◆ **Problem description**:
Would you print the records as they stand, down to the last character?

(Saved entries)
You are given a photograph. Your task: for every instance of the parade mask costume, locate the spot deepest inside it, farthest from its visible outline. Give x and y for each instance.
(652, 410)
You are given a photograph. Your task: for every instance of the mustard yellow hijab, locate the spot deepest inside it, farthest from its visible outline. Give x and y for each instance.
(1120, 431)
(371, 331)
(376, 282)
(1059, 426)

◆ **Finished exercise**:
You are given a photograph. Your task: for every instance of the parade mask costume, locate the spot deepest inside it, farthest from its visible outline. Give x and y for each instance.
(652, 410)
You are given a photograph. Your task: for every instance of the mustard yellow hijab, locate the spot deepest inside it, farthest from its visible outline. Give x and y for each instance.
(1120, 431)
(371, 331)
(376, 282)
(1059, 426)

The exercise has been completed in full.